Start of Entries supplied

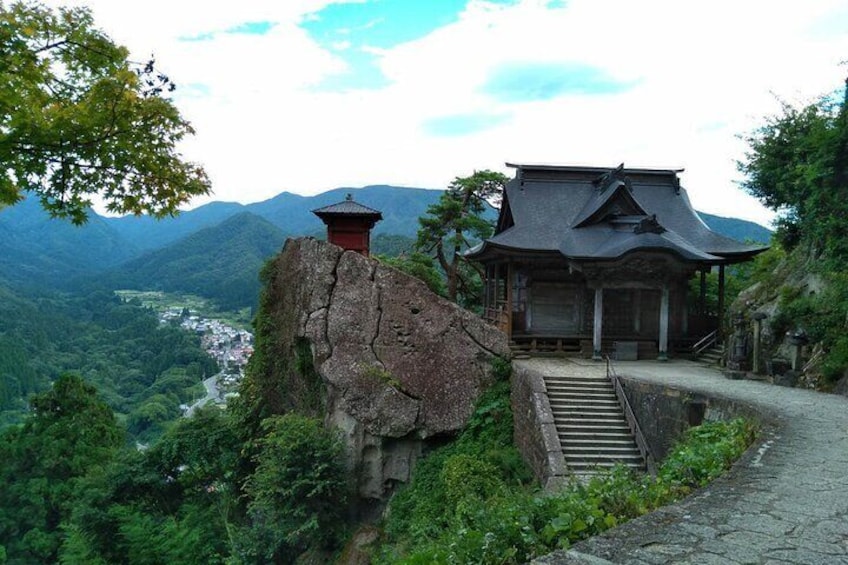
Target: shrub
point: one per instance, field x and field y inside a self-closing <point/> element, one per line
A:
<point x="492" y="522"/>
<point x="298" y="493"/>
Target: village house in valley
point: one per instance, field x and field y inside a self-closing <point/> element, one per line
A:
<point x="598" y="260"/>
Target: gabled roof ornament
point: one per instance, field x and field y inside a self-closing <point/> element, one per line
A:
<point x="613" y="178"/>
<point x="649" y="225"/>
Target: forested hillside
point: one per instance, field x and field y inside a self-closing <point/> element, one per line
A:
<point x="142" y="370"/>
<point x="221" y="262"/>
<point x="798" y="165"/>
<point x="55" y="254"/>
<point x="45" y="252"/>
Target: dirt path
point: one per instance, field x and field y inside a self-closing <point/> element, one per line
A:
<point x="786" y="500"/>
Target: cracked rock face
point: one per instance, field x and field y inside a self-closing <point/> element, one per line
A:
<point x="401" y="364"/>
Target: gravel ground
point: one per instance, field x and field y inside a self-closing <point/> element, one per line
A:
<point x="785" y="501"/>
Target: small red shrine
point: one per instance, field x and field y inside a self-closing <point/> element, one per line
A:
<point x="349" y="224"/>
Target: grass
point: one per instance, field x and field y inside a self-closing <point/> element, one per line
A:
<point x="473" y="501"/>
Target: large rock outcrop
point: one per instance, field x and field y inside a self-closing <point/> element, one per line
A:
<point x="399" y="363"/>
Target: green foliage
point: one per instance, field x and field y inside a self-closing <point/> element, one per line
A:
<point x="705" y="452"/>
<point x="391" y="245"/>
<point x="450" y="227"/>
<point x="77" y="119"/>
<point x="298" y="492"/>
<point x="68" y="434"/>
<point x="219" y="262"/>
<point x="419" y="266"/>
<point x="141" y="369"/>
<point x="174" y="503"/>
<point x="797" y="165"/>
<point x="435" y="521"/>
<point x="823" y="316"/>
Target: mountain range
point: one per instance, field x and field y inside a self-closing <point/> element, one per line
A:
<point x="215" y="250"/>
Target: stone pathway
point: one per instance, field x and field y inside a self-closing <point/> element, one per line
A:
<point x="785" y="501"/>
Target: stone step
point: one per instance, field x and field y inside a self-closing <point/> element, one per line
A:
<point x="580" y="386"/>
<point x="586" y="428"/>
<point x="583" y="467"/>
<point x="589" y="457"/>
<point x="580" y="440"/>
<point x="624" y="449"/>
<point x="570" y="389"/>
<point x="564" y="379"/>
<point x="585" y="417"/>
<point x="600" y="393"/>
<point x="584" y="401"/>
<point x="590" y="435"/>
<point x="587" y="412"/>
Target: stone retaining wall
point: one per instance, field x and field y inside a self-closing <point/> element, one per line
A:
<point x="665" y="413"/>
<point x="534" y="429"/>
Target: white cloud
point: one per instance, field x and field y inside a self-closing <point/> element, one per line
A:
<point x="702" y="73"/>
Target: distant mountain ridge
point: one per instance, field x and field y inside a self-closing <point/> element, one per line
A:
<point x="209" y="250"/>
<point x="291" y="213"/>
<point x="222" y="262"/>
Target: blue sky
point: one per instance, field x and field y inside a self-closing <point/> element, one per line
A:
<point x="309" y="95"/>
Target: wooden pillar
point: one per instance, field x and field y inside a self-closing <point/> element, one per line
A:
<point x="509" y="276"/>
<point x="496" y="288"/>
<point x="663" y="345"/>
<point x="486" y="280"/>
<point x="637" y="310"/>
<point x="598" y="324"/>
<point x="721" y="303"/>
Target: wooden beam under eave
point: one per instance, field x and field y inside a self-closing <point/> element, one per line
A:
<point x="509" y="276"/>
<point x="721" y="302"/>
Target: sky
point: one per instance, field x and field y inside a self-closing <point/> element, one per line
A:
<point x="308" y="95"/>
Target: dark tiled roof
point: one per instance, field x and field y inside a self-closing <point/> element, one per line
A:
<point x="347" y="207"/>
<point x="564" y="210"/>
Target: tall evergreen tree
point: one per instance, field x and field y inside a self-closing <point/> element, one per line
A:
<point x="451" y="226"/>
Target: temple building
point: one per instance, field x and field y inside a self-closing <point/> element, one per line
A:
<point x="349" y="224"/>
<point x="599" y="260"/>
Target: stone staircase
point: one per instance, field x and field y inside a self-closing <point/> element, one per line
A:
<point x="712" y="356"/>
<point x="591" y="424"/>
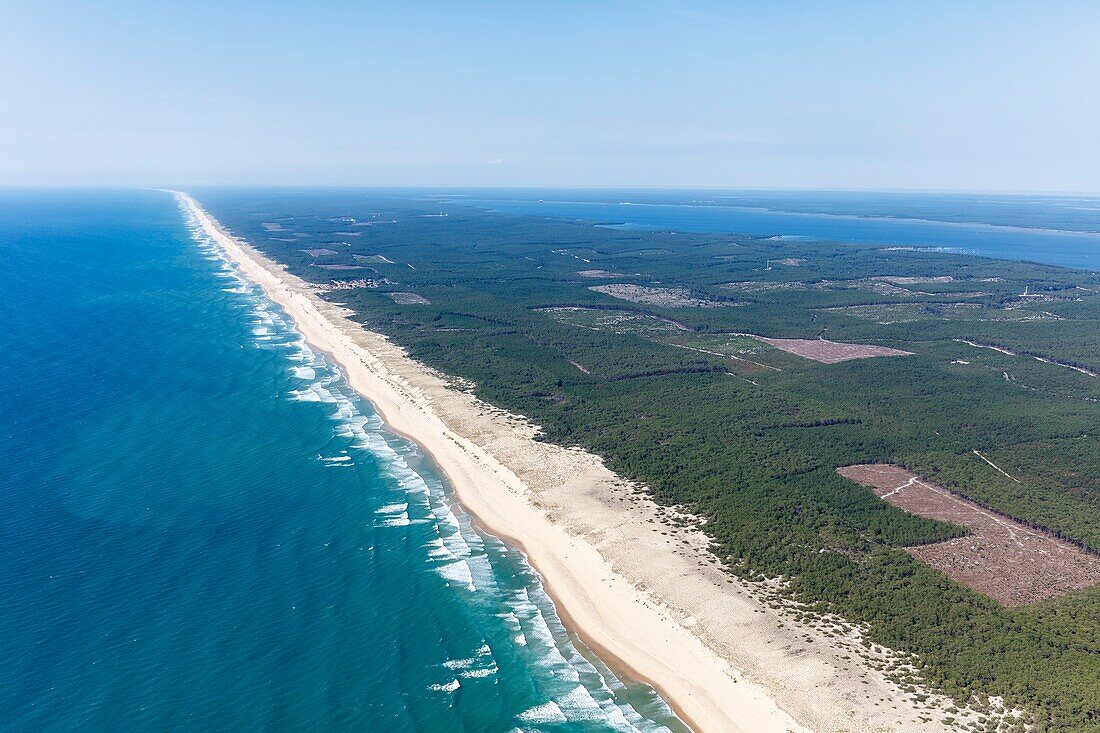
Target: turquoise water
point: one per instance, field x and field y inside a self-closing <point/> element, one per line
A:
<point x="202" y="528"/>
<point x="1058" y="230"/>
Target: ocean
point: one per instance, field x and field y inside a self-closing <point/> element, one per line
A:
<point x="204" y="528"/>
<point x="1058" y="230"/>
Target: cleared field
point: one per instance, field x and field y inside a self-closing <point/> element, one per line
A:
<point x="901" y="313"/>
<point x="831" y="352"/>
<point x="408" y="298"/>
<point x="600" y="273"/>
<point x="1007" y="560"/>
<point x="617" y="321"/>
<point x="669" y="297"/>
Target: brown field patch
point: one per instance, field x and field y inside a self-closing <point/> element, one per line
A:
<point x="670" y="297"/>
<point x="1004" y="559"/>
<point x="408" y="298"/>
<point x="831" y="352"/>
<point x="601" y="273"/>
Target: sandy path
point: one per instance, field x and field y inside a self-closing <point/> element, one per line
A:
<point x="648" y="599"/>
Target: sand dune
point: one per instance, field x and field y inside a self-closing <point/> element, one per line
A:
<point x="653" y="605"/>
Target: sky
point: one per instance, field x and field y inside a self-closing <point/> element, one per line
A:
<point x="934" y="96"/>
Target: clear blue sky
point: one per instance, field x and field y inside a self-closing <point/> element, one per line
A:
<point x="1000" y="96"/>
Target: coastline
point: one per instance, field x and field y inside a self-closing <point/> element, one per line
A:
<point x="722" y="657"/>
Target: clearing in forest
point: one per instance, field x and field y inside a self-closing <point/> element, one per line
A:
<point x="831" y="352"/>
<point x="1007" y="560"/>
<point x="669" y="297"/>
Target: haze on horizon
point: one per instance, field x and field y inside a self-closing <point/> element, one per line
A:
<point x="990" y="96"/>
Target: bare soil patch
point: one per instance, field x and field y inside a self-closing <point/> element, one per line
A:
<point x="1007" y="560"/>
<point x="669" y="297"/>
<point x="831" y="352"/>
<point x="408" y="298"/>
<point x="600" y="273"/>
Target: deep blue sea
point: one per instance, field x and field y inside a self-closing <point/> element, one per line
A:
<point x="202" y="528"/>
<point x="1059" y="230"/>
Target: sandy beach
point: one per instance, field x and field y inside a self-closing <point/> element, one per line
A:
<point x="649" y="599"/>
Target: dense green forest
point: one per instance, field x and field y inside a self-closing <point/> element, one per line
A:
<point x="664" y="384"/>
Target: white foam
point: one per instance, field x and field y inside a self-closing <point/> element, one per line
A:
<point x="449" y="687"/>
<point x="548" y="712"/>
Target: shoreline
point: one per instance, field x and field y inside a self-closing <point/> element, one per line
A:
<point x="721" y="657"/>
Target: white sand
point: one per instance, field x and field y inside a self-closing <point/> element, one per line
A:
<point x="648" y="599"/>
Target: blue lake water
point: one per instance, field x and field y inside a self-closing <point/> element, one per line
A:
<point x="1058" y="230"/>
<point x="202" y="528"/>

End of Entries supplied

● Exercise prompt
A complete answer lists every line of the listing above that holds the word "patch".

● Output for this exercise
Target: brown field patch
Target: bare soil patch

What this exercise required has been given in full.